:: Source document ::
Segment Open

The second assessment for the module ‘Data Management & Analytics’ was ‘Data Analytics with R’. This assessment is based on the programming language ‘R’ and the first requirement of the assessment was to undertake the completion of the online course ‘Try R’ which is run by Code School.
The course is broken down into the following 7 levels:
(1) Using R – the basics of R expressions, creating and accessing variables, calling functions. Running pre-made scripts and accessing R’s help functionality.
(2) Vectors – a vector is simply a list of values, I looked at the basics of manipulating vectors – creating and accessing them, doing math with them, and making sequences. Making bar plots and scatter plots with vectors. Looking at how R treats vectors where one or more values are not available.
(3) Matrices – a matrix is a 2-dimensional array, I looked at how to create matrices from scratch, and how to re-shape a vector into a matrix, how to access values within a matrix one-by-one, or in groups, look at ways to visualise a matrix’s data.
(4) Summary Statistics – let you show how your data points are distributed, without the need to look closely at each one, I looked at the functions for mean, median, and standard deviation, as well as ways to display them on graphs.
(5) Factors – help divide data into groups. I saw how to create them, and how to use them to make plots more readable.
(6) Data Frames – with massive data sets you need powerful tools to organise it. With data frames, R gives you exactly that. I’ve learned how to create and access data frames, how to load frames in from files, and how to cobble multiple frames together into a new data set.
(7) Real-World Data – I looked at real-world data sets, and tested whether they’re correlated with
cor.test, how to show that correlation on plots, with a linear model.
Below image is screen grab evidence of R course completion!
Software and Data Sets
Once I had the online course completed, I then needed to install the R software. I first installed R and when checking out some YouTube tutorials, I saw that R Studio had a nicer interface, so I deleted R and downloaded and installed R Studio for mac. Now that I was up and running and having completed a few online tutorials, I now needed to grab some interesting data to use as a ‘use case’ with R Studio. I previously undertook a course in criminal and forensic psychology, so decided to head down the macabre path of data sets related to serial killers! Specifically serial murder in the United States of America. Being the legit academic that I am, the information I used is taken form the serial killer database from Radford University, located in Radford Virginia, United States of America. This is an up to date database and ‘As of September 4, 2016, the database contains information on 4,743 serial killers and 13,105 victims of serial killers. The statistics in this report are based on the serial killer definition derived by the FBI at its 2005 symposium in San Antonio, Texas : The unlawful killing of two or more victims by the same offender(s), in separate events.’
The data set I looked at was ‘Serial Killer Frequency by Decade’ See below (Figure 1).

Segment Closed

:: Recorded data ::
Segment Open

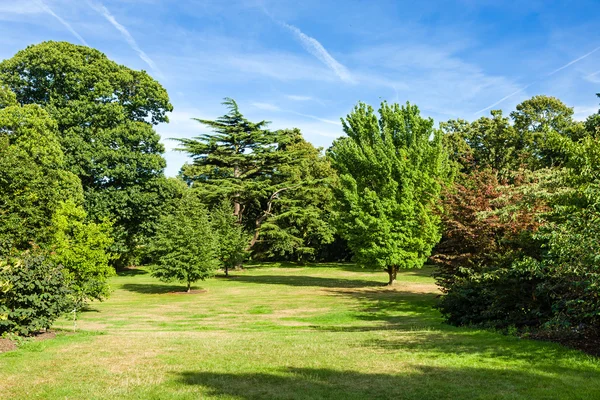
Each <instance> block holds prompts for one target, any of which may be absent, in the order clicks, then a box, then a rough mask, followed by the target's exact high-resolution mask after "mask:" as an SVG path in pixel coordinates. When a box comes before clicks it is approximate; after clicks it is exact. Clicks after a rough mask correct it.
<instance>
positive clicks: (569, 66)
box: [546, 46, 600, 76]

Segment Closed

:: Task to carry out ::
Answer these from the post on the R assessment:
(a) How many levels is the Try R course divided into?
(b) Which function was used to test whether the real-world data sets were correlated?
(c) As of September 4, 2016, how many serial killers did the Radford University database hold information on?
You can leave the lines above aside.

:: Output for this task ::
(a) 7
(b) cor.test
(c) 4,743